--- Short problem A ---
In the job shop article, what is the average employee tenure at Southern Metalcraft?

--- Page extract ---
┄┄┄┄┄┄

Our Sites

How one job shop retains skilled talent

Southern Metalcraft’s secret for hiring and keeping good people

How one job shop retains skilled talent - TheFabricator.com

Ken Williams (left), who founded Southern Metalcraft Inc. in 1974, stepped away from day-to-day operations in January. His son Greg (right) now leads the business as president and chief operating officer.

Leading a tour of Southern Metalcraft Inc. (SMI) in Lithonia, Ga., company founder Ken Williams pointed to some wall pockmarks near the entrance to the fabricator’s second building, which the company purchased in 1994. His daughter, a longtime softball catcher, attended college on a sports scholarship. Before moving any equipment into the new space, Williams helped her set up a high-speed pitching cage—and the pockmarks left by a few stray balls still are on the wall.

Why is this story significant? Because most of the company’s 31 employees were there at the time. “The average employee tenure here is 20 years,” Williams said, “but we have people that have been with us for more than 30 years. In fact, the second person we hired is still here.”

Williams made the comment during The FABRICATOR’s Technology Summit, an early October event organized by the Fabricators & Manufacturers Association International that featured several shop tours around the Atlanta metro area.

┄┄┄┄┄┄

Excerpts from location labeling data:
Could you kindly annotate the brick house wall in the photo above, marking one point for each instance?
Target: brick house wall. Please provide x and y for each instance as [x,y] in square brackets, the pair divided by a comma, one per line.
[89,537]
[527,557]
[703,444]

┄┄┄┄┄┄

--- Short problem B ---
Copy the location labeling entries above verbatim, line for line.

--- Written reply A ---
20 years.

--- Written reply B ---
Could you kindly annotate the brick house wall in the photo above, marking one point for each instance?
Target: brick house wall. Please provide x and y for each instance as [x,y] in square brackets, the pair divided by a comma, one per line.
[89,537]
[527,557]
[703,444]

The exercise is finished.